> **SOURCE EXCERPT**

__________________________________________________

The Church has a simple word for this gifting: tradition. Tradition does not mean “the way things have always been done.” Rather, it means “that which has been handed down.” Existence is itself a tradition, and the most precious. We must understand that tradition is not a choice; it is a given. Indeed, it is THE given. All existence is a tradition. There can only be the grateful acceptance of the gift or the refusal to acknowledge it. But we cannot forego the gift.
Those who destroy life and parade their “power of choice,” are simply ungrateful. But they speak with words that were gifted to them and breathe air that is not their own. They eat food they did not create and enjoy the light of day while refusing others the chance to see it. They live as the anti-eucharist, and, as such, they refuse to live. They have made an alliance with the darkness of non-being and the idolatry of self. Evil has grasped their souls.
Every thought or action that is not, finally, an offering of thanksgiving, participates in the drunken and stumbling journey towards death. We are not only creatures who can give thanks, we are creatures whose sole purpose is marked by the offering of thanks.
Every act of love participates in thanksgiving. Love is the emptying of self towards the other. It is a gift of what has been given to us. When fear enters our minds we draw back from such giving, thinking that if we risk such an offering we will somehow disappear into the emptiness. But, perfect love, true and complete love, casts out fear. Fear is the voice of the void, the cry of a false existence.
The teaching of Christ consistently draws us away from fear. We are told:
Then he said to them, “Watch out! Be on your guard against the love of plenty; life does not consist in the abundance of possessions.” (Luk 12:15)
Give, and it will be given to you. A good measure, pressed down, shaken together and running over, will be poured into your lap. For with the measure you use, it will be measured to you.” (Luk 6:38)
But love your enemies, do good to them, and lend to them without expecting to get anything back. Then your reward will be great, and you will be children of the Most High, because he is kind to the ungrateful and wicked.” (Luk 6:35 )
Such statements are not mere encouragements towards morality. They are statements about the very nature of true existence. Our lives move towards non-being when they become mired in fear and driven by acquisition. That movement is marked by death, decay and corruption.
The same fear moves us towards pride (“love of self”) and the need to dominate.
Jesus said to them, “The kings of the Gentiles lord it over them; and those who exercise authority over them call themselves ‘Benefactors.’ But you are not to be like that. Instead, the greatest among you should be like the youngest, and the one who rules like the one who serves.” (Luk 22:25-26)
The psychological drive to control is the product of fear. Every organization has witnessed such personalities. Local parishes are often terrorized by them. They stifle joy and set in motion the dance of death as fear breeds fear and violence begets violence. You cannot achieve good things through evil means. You cannot control a situation into goodness. Only giving and generosity have a share in the fruitful abundance that is the tradition of life.
If your life is riddled with fear, give something away. Perfect love casts out fear.
There is no fear in love; but perfect love casts out fear, because fear involves torment. But he who fears has not been made perfect in love. We love Him because He first loved us. If someone says, “I love God,” and hates his brother, he is a liar; for he who does not love his brother whom he has seen, how can he love God whom he has not seen? And this commandment we have from Him: that he who loves God must love his brother also. (1Jo 4:18-1)
In St. John’s words we see the true flow of tradition. We love God because He first loved us. We give because all that we have has been given to us. This is the Great Tradition without which no other action can be called “traditional.”
This Great Tradition is the hymn of the Church and the song of the universe. Live like you mean it.
Let everything that has breath praise the Lord.

__________________________________________________

> **PROVIDED MATERIAL**
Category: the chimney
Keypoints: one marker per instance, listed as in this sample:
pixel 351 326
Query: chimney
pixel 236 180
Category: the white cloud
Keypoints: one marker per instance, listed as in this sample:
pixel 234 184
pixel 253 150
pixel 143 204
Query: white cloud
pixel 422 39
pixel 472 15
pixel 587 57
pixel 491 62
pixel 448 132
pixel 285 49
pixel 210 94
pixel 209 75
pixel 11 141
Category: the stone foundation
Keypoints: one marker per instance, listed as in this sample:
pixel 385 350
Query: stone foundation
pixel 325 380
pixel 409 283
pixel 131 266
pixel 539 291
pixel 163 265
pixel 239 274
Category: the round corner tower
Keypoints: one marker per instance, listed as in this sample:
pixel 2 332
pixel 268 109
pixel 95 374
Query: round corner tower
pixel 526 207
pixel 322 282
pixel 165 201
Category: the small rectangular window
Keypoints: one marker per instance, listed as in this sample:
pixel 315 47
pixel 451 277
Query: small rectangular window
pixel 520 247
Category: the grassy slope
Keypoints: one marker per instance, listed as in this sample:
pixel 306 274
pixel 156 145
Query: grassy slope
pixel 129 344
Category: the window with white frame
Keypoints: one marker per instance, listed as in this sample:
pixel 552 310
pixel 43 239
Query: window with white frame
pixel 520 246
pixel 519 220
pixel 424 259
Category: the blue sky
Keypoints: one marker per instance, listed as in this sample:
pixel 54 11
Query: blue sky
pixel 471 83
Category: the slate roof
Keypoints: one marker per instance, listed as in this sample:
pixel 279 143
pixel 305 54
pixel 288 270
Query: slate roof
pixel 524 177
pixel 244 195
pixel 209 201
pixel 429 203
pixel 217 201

__________________________________________________

> **WHAT TO WORK ON**
1. Edit the essay on tradition between "But love your" and "decay and corruption.", inclusive, replacing "enemies" with "foes".
2. Does the essay on tradition agree with each statement? Answer yes or no, and quote the words from the essay that decide it.
(a) Tradition means "the way things have always been done."
(b) The drive to control comes from fear.
(c) Fear moves us toward humility.
Work only from the essay on tradition.

> **TASK-BY-TASK SOLUTIONS**
1.
But love your foes, do good to them, and lend to them without expecting to get anything back. Then your reward will be great, and you will be children of the Most High, because he is kind to the ungrateful and wicked.” (Luk 6:35 )
Such statements are not mere encouragements towards morality. They are statements about the very nature of true existence. Our lives move towards non-being when they become mired in fear and driven by acquisition. That movement is marked by death, decay and corruption.

2.
(a) No: "Tradition does not mean “the way things have always been done.”"
(b) Yes: "The psychological drive to control is the product of fear."
(c) No: "The same fear moves us towards pride (“love of self”) and the need to dominate."